The records below are to be copied word for word, with every picture left out.

— begin —

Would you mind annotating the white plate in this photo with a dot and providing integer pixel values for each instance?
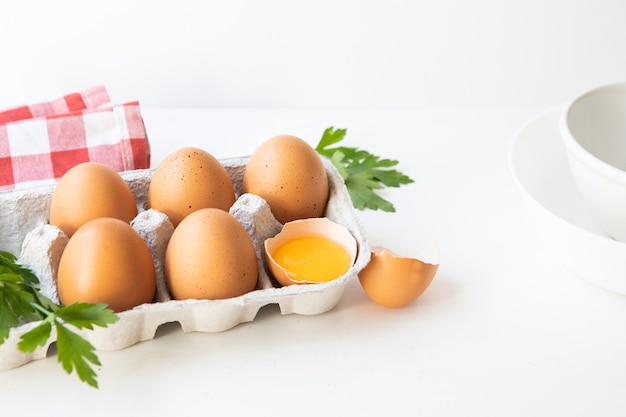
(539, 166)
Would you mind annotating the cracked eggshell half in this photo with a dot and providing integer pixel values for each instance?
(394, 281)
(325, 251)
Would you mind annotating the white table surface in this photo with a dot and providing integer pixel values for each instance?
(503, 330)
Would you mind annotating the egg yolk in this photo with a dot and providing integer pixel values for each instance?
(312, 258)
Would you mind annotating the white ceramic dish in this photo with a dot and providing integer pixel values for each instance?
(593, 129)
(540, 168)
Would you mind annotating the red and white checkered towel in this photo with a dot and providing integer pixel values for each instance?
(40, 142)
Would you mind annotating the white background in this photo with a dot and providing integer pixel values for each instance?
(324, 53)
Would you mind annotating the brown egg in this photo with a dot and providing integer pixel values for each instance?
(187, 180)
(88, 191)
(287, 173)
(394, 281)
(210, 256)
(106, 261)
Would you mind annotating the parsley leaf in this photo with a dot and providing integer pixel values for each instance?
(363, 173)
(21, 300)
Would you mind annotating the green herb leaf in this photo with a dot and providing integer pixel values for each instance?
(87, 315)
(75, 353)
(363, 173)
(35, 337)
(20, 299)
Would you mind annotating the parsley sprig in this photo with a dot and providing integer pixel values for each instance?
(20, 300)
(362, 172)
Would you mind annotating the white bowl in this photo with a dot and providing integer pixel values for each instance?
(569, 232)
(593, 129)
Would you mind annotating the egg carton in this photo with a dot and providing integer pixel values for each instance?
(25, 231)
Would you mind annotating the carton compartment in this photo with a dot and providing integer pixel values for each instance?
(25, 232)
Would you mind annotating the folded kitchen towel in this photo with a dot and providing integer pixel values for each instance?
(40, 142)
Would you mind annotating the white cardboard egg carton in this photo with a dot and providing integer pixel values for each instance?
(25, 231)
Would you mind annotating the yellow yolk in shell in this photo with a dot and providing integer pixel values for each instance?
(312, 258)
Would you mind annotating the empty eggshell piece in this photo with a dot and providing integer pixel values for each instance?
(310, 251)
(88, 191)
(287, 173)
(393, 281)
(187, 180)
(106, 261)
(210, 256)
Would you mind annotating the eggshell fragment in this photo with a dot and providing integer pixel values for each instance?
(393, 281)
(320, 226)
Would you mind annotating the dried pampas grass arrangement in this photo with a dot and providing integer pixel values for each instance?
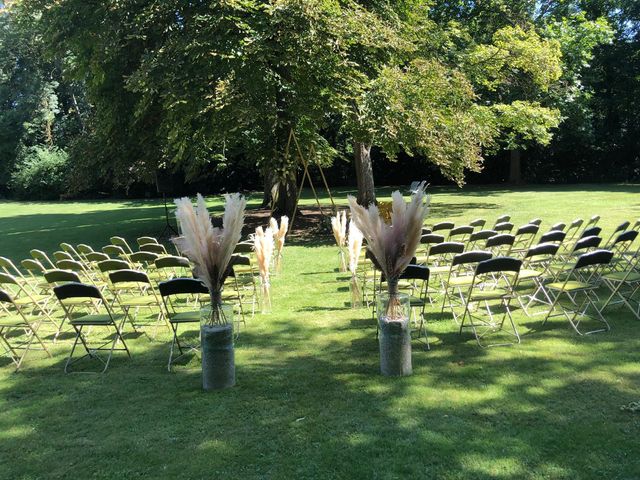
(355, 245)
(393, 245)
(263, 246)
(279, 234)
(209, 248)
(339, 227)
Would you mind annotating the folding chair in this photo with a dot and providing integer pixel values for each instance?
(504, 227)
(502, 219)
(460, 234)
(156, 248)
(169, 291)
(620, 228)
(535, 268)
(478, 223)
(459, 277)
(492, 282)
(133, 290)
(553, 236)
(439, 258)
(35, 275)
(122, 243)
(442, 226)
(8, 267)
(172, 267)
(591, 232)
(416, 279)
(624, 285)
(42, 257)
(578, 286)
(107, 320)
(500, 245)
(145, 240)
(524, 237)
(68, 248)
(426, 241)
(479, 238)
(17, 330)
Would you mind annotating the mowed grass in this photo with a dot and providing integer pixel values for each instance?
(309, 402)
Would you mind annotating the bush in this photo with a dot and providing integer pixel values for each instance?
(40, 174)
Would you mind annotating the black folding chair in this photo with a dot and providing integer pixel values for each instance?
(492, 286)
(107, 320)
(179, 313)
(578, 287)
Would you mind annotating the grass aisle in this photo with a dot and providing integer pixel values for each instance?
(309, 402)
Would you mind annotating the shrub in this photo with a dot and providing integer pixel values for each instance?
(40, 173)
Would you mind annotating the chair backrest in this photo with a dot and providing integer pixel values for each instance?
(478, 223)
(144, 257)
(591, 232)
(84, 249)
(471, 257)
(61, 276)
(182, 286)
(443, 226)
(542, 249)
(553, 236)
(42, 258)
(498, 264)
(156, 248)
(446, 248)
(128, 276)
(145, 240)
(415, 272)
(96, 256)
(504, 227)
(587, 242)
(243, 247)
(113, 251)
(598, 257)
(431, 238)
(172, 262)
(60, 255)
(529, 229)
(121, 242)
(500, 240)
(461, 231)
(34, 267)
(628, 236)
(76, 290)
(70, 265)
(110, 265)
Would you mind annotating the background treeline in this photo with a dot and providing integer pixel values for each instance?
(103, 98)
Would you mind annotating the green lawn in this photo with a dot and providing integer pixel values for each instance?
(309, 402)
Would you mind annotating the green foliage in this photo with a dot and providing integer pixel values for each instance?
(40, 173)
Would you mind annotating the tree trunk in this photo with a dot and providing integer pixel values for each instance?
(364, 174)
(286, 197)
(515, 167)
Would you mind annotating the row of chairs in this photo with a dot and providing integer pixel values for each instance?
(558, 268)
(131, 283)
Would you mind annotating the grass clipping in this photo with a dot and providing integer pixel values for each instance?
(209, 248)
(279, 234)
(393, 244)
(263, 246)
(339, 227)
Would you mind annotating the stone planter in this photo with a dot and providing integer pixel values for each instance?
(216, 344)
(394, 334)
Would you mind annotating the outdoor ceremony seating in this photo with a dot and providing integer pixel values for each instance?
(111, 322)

— end —

__COMPLETE OUTPUT__:
Would you mind annotating the white plate in this photo with a dot and providing integer pixel values for each instance?
(539, 166)
Would you mind annotating the cracked eggshell half in this photo with a dot and providing integer pixel values for each instance?
(394, 281)
(325, 251)
Would you mind annotating the white table surface in this photo with a dot and providing integer pixel values for each instance?
(503, 330)
Would you mind annotating the egg yolk in this photo with a dot and providing integer pixel values for each instance?
(312, 258)
Would you mind annotating the white ceramic dish in this photo with a dot and providing integer pixel values for each instance?
(593, 129)
(540, 168)
Would you mind annotating the red and white checkered towel in this photo with a dot and providing integer pixel values for each instance?
(40, 142)
Would you mind annotating the white background in this photo with a dot and providing integer pixel values for each instance?
(324, 53)
Would you mind annotating the brown egg in this photo with a dot and providing integer pixel values for each instance?
(187, 180)
(88, 191)
(287, 173)
(394, 281)
(210, 256)
(106, 261)
Would you mind annotating the parsley leaf in this photo with a dot and providing integer pixel values for each instance?
(363, 173)
(21, 300)
Would you mind annotating the green herb leaf in this photo with a dot and providing integer pixel values for each instance?
(87, 315)
(75, 353)
(363, 173)
(35, 337)
(20, 299)
Would you mind annotating the parsley sprig in this photo with a dot and providing integer pixel values for each instance?
(20, 300)
(362, 172)
Would you mind annotating the white bowl in this photo with a dot and providing integer pixel values for each instance?
(569, 232)
(593, 129)
Would you mind annotating the egg carton in this photo with a dot and providing integer pixel values for each instance?
(25, 231)
Would you mind annotating the carton compartment in this photo with a dot and providing integer pixel values for each instance?
(25, 232)
Would you mind annotating the folded kitchen towel in this photo with a dot and providing integer pixel values for each instance?
(40, 142)
Would you mind annotating the white cardboard egg carton in this photo with a dot and providing integer pixel values for each instance?
(25, 231)
Would you mind annotating the yellow yolk in shell in this photo with a dot and providing integer pixel values for each instance?
(312, 258)
Would you mind annotating the empty eggshell piece in this photo with a dot and providing integer pixel values for each instance?
(310, 251)
(88, 191)
(287, 173)
(393, 281)
(187, 180)
(106, 261)
(210, 256)
Would you mind annotating the eggshell fragment in this photo with a dot and providing integer pixel values for each instance?
(393, 281)
(320, 226)
Would you mind annotating the dried pampas grass arrangement in this photo with a dot and providing integer pixel values for each instance?
(355, 245)
(393, 245)
(263, 246)
(279, 234)
(209, 248)
(339, 227)
Would you mind annotating the folding chair in this photo with a dot and providing integer pixel values for each instance?
(504, 227)
(502, 219)
(460, 234)
(156, 248)
(169, 291)
(620, 228)
(535, 268)
(478, 223)
(459, 277)
(492, 282)
(133, 290)
(553, 236)
(439, 258)
(35, 275)
(122, 243)
(442, 226)
(8, 267)
(172, 267)
(591, 232)
(416, 279)
(624, 285)
(42, 257)
(578, 286)
(107, 320)
(500, 245)
(145, 240)
(524, 237)
(68, 248)
(426, 241)
(479, 238)
(17, 330)
Would you mind annotating the mowed grass in this photo with a dot and providing integer pixel values for each instance?
(309, 402)
Would you mind annotating the bush in this photo with a dot and providing integer pixel values for each instance?
(40, 174)
Would you mind annotating the black folding chair in this photo with a dot and providing integer pixel values for each instance?
(492, 286)
(107, 320)
(179, 313)
(578, 287)
Would you mind annotating the grass aisle in this photo with a dot and providing integer pixel values for each instance?
(309, 402)
Would you mind annotating the shrub in this photo with a dot and providing integer pixel values for each instance?
(40, 173)
Would you mind annotating the chair backrest in this photo with a dot and providing integer pixel values for each instance?
(478, 223)
(144, 257)
(591, 232)
(84, 249)
(471, 257)
(61, 276)
(182, 286)
(443, 226)
(542, 249)
(553, 236)
(42, 258)
(498, 264)
(156, 248)
(446, 248)
(128, 276)
(145, 240)
(415, 272)
(96, 256)
(504, 227)
(587, 242)
(243, 247)
(113, 251)
(598, 257)
(431, 238)
(172, 262)
(60, 255)
(529, 229)
(121, 242)
(500, 240)
(461, 231)
(34, 267)
(628, 236)
(76, 290)
(70, 265)
(110, 265)
Would you mind annotating the background treeline in this photo with a dot and providing integer pixel values for each instance?
(103, 98)
Would you mind annotating the green lawn in this photo with a dot and providing integer pixel values for each instance?
(309, 402)
Would you mind annotating the green foliage in this photo with a dot and providing integer pixel values for each instance?
(40, 173)
Would you mind annotating the tree trunk in this photo with a dot and providing integer pixel values for each instance?
(364, 174)
(286, 197)
(515, 167)
Would you mind annotating the row of chairs in this photo with a dot and providing integer pixel values for each instance?
(558, 268)
(131, 283)
Would you mind annotating the grass clipping in this photo with a dot and providing integer pixel values for each instance?
(209, 248)
(279, 234)
(393, 244)
(263, 246)
(339, 227)
Would you mind annotating the stone planter in this photo with a dot and providing integer pixel values for each instance?
(216, 344)
(394, 334)
Would you mind annotating the outdoor ceremony seating in this photo with a dot and providing integer pixel values for each instance?
(111, 322)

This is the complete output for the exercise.